# [GIVEN DATA]
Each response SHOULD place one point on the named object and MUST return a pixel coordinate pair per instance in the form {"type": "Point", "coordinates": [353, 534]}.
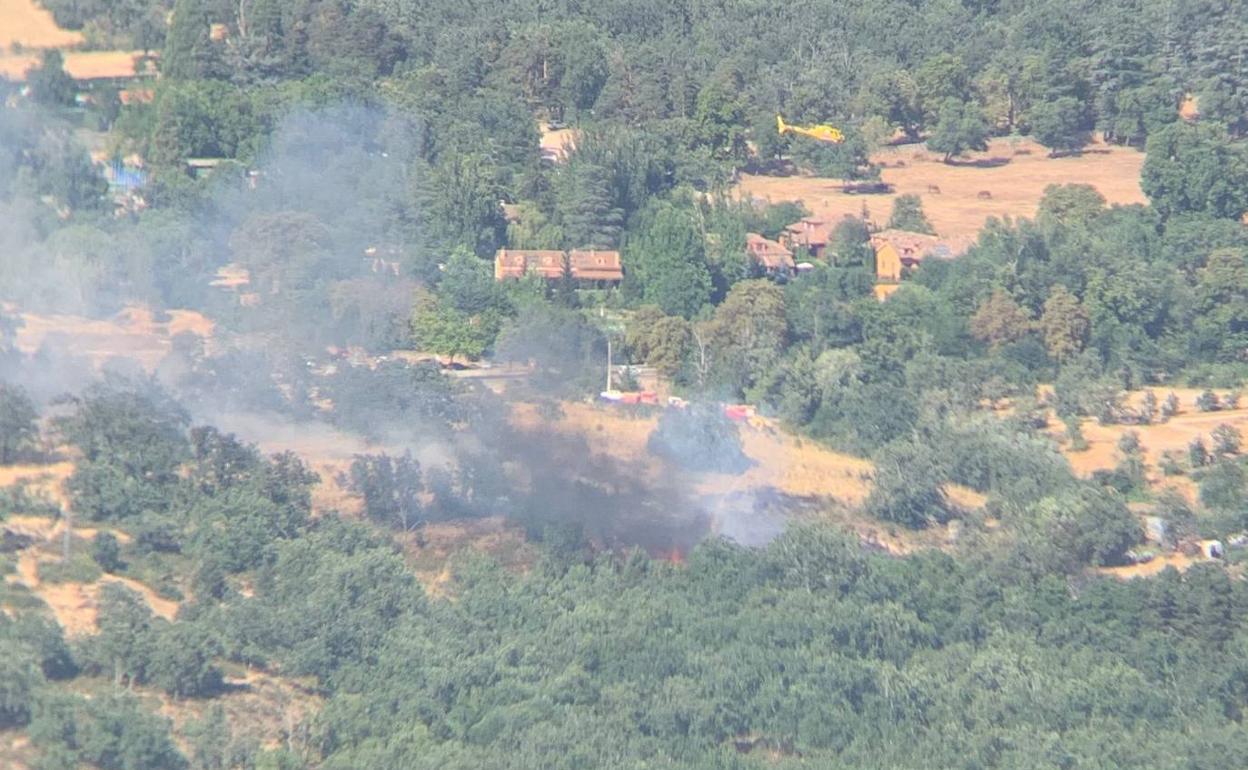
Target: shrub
{"type": "Point", "coordinates": [106, 552]}
{"type": "Point", "coordinates": [1226, 439]}
{"type": "Point", "coordinates": [699, 438]}
{"type": "Point", "coordinates": [1207, 402]}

# [PROBLEM REQUIREMENTS]
Copy all the lines of data exactly as they appear, dropping any images.

# [RESPONSE FOR THIS EXERCISE]
Each response SHOULD place one point on the named object and MUST return a pixel coordinate pair per instance in the form {"type": "Point", "coordinates": [353, 534]}.
Target: shrub
{"type": "Point", "coordinates": [106, 552]}
{"type": "Point", "coordinates": [1226, 439]}
{"type": "Point", "coordinates": [699, 438]}
{"type": "Point", "coordinates": [1207, 402]}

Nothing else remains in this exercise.